• Requirements
Duplicate each line of the data below verbatim, omitting the pictures from your answer.

___

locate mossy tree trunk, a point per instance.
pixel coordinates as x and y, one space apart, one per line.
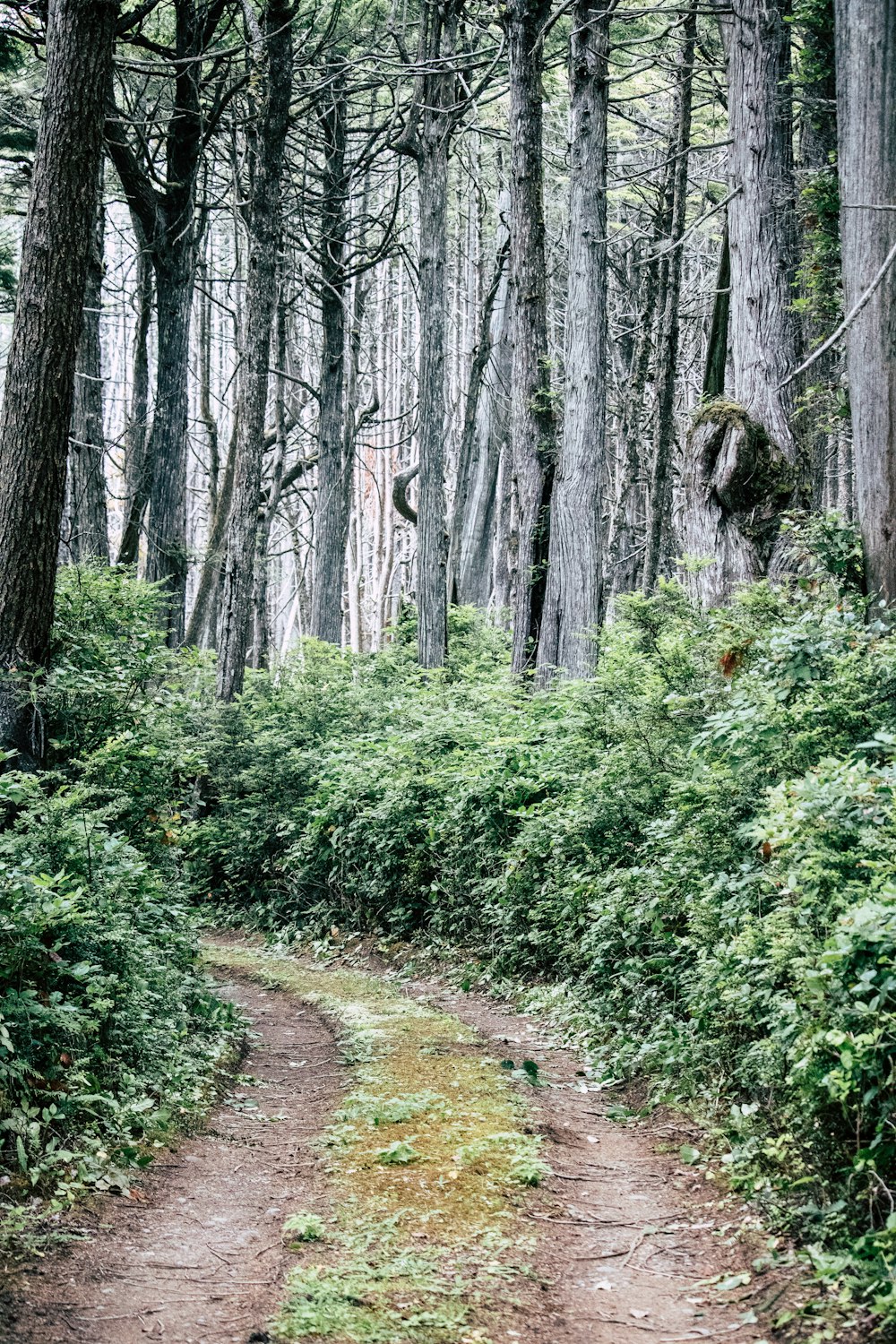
739 464
40 367
866 161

___

• Task solution
locate mossy tree trunk, a point per instance.
pixel coordinates as x and y, one space apart, one per line.
739 464
40 367
866 161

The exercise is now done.